Region pointing data:
Segment Open
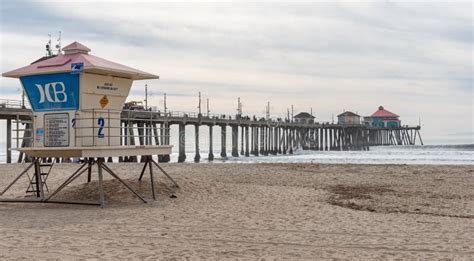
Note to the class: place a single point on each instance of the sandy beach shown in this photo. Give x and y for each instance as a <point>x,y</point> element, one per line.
<point>250,211</point>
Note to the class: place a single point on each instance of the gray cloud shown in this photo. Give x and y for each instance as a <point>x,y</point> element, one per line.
<point>415,58</point>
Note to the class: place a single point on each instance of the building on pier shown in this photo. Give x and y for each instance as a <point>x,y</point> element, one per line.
<point>383,118</point>
<point>304,118</point>
<point>348,118</point>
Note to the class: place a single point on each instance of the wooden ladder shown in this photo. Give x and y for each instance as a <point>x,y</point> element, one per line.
<point>45,169</point>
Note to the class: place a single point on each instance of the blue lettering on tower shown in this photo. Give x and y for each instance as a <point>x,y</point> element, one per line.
<point>48,92</point>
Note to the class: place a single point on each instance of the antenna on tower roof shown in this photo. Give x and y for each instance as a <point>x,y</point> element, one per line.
<point>49,52</point>
<point>58,44</point>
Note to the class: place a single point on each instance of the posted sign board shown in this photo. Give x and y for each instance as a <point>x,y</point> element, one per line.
<point>56,130</point>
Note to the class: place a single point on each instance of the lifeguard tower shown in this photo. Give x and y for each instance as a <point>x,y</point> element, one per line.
<point>77,100</point>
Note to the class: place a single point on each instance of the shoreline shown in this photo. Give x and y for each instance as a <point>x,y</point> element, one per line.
<point>279,210</point>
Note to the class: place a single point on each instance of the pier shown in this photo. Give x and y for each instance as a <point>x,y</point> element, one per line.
<point>258,136</point>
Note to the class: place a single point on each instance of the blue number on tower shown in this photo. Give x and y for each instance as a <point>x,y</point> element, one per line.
<point>101,123</point>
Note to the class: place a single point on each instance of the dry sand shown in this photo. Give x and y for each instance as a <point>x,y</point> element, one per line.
<point>249,211</point>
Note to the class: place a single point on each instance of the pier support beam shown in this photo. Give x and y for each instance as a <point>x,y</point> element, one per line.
<point>223,141</point>
<point>242,140</point>
<point>197,156</point>
<point>211,154</point>
<point>235,141</point>
<point>9,141</point>
<point>247,154</point>
<point>182,143</point>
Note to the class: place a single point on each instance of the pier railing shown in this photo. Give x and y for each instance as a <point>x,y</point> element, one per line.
<point>256,135</point>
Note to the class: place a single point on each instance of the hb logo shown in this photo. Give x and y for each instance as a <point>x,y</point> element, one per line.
<point>52,92</point>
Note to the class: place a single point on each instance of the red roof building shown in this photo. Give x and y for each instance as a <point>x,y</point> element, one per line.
<point>383,118</point>
<point>383,113</point>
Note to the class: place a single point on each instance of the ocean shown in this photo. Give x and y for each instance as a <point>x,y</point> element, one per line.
<point>428,154</point>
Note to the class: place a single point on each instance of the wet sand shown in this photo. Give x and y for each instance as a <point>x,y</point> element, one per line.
<point>228,211</point>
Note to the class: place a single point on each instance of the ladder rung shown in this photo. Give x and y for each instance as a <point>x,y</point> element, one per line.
<point>46,164</point>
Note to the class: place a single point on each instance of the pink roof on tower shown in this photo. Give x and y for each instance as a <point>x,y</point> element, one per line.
<point>79,53</point>
<point>381,112</point>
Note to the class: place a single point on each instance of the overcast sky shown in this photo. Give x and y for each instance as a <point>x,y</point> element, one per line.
<point>415,59</point>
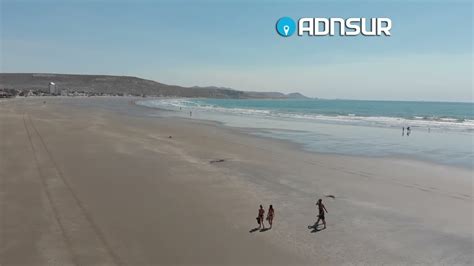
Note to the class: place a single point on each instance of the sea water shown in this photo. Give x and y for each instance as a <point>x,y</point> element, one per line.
<point>441,132</point>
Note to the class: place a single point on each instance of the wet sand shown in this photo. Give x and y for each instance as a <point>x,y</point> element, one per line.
<point>96,181</point>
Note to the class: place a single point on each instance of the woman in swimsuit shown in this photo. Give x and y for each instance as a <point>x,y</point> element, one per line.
<point>270,215</point>
<point>261,214</point>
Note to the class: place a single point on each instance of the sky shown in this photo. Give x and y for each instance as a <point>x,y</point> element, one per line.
<point>234,44</point>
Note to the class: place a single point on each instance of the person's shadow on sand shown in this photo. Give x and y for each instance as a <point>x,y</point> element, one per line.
<point>254,230</point>
<point>315,228</point>
<point>258,229</point>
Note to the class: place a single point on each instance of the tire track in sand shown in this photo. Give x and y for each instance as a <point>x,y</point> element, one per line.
<point>86,241</point>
Segment Closed
▶ **WORK REQUIRED**
Reproduce each record above by retyping it exactly; omit all images.

▶ **RESPONSE**
Note to the class: place a single point on each instance of the sandy beach shown in this photo. Give x and y for each instance as a <point>x,y</point> element, one per line.
<point>250,211</point>
Note to the class: place a single point on each instance of the gray cloud shown in this photo. Give x and y for each instance as a <point>x,y</point> element, one per line.
<point>415,58</point>
Note to the class: place a single point on each instance of the building on pier shown in this photo. Give x and y for each instance as a <point>x,y</point> element, one per line.
<point>383,118</point>
<point>304,118</point>
<point>348,118</point>
Note to the class: place a single point on each instance of the wooden ladder shown in this photo. Give x and y for each instance as a <point>x,y</point> element, one per line.
<point>45,169</point>
Note to the class: place a single point on each instance of the blue lettering on tower shown in this photo. Give x and y for each instance as a <point>x,y</point> element, one per line.
<point>48,92</point>
Note to the class: place a single point on each instance of the antenna on tower roof shown in this photo. Give x and y for each instance as a <point>x,y</point> element, one per line.
<point>49,52</point>
<point>58,44</point>
Note to the class: place a single point on each instance of the posted sign board shown in this photo. Give x and y for each instance as a <point>x,y</point> element, one per line.
<point>56,130</point>
Note to the class: place a single point on each instance of the lifeguard tower shown in this photo. Give x and y for each instance as a <point>x,y</point> element, one per line.
<point>77,100</point>
Note to the class: place a single point on each instance of the shoreline shown in this photo. Give x and y for each instance as a <point>x,y</point> element, one per line.
<point>279,210</point>
Note to the class: place a single point on each instance of the pier shown in this photo. Give x and y for each instance as a <point>x,y</point> element, one per line.
<point>258,136</point>
Note to the class: place a single point on each instance of the blue number on tower shown in this photo. Give x and y for each instance as a <point>x,y</point> element, one per line.
<point>101,123</point>
Note to the class: place a single point on each instance of the dry sand shown in this photo. Give x and y for each instance as a <point>x,y</point> element, one per line.
<point>249,211</point>
Note to the class: place a single point on each instance of the pier support beam shown in this photo. Give x and y for each instance as a <point>x,y</point> element, one per line.
<point>223,141</point>
<point>242,140</point>
<point>197,156</point>
<point>211,154</point>
<point>235,141</point>
<point>9,141</point>
<point>247,154</point>
<point>182,143</point>
Note to the class: place a single point on each instance of the pier railing shown in this photo. Give x and y for each instance as a <point>x,y</point> element, one per line.
<point>256,135</point>
Note to the class: place a single point on each instance of the hb logo shown in this photo. Give x and y for each instance as a <point>x,y</point> element, one per line.
<point>52,92</point>
Note to the class: place a single point on each instance of the red roof building shown in this photo. Give x and y for each instance as a <point>x,y</point> element, one per line.
<point>383,118</point>
<point>383,113</point>
Note to the class: place a single point on each instance of the ocean shown in this photo. Give x and y for each instance as a <point>x,y</point> element, one per line.
<point>428,154</point>
Note to the class: place a single point on each instance of the wet sand shown in this photo. Give x and y for each instance as a <point>x,y</point> element, one per line.
<point>228,211</point>
Note to the class: place a single point on each instance of the ladder rung shown in this photo. Give x and y for each instance as a <point>x,y</point> element, one per line.
<point>46,164</point>
Note to the class: place a single point on each instance of the pink roof on tower shown in this photo. Give x and y for each instance as a <point>x,y</point> element, one per line.
<point>79,53</point>
<point>381,112</point>
Note to the class: place a single point on each instance of the overcast sky shown in this photo. Give x and y for each instance as a <point>x,y</point> element, one per line.
<point>415,59</point>
Note to the class: place a single point on each instance of the sea water shown in this photo. Give x and y for each instance as a <point>x,y</point> element, one per line.
<point>441,132</point>
Note to the class: place a single point on each instance of the wet sand shown in this photo. Give x and y for each instance as a <point>x,y</point> element, one per line.
<point>96,181</point>
Note to the class: place a single point on each instance of the woman in swimsuit shown in this photo. Give x and y for each instance as a <point>x,y</point> element, one per line.
<point>270,215</point>
<point>261,214</point>
Note to the class: place a single point on each instance of the sky shown in this photo. Give x and y for each instance as a <point>x,y</point> element, one per line.
<point>234,44</point>
Note to the class: place a single point on each instance of the person's shadow on sand shown in this photo. Give x and y for each instance as a <point>x,y</point> element, one per line.
<point>254,230</point>
<point>315,228</point>
<point>258,229</point>
Note to the class: place a single point on each instance of the tire track in sand shown in this photo. Give x and y for each instance as a <point>x,y</point> element, one per line.
<point>86,241</point>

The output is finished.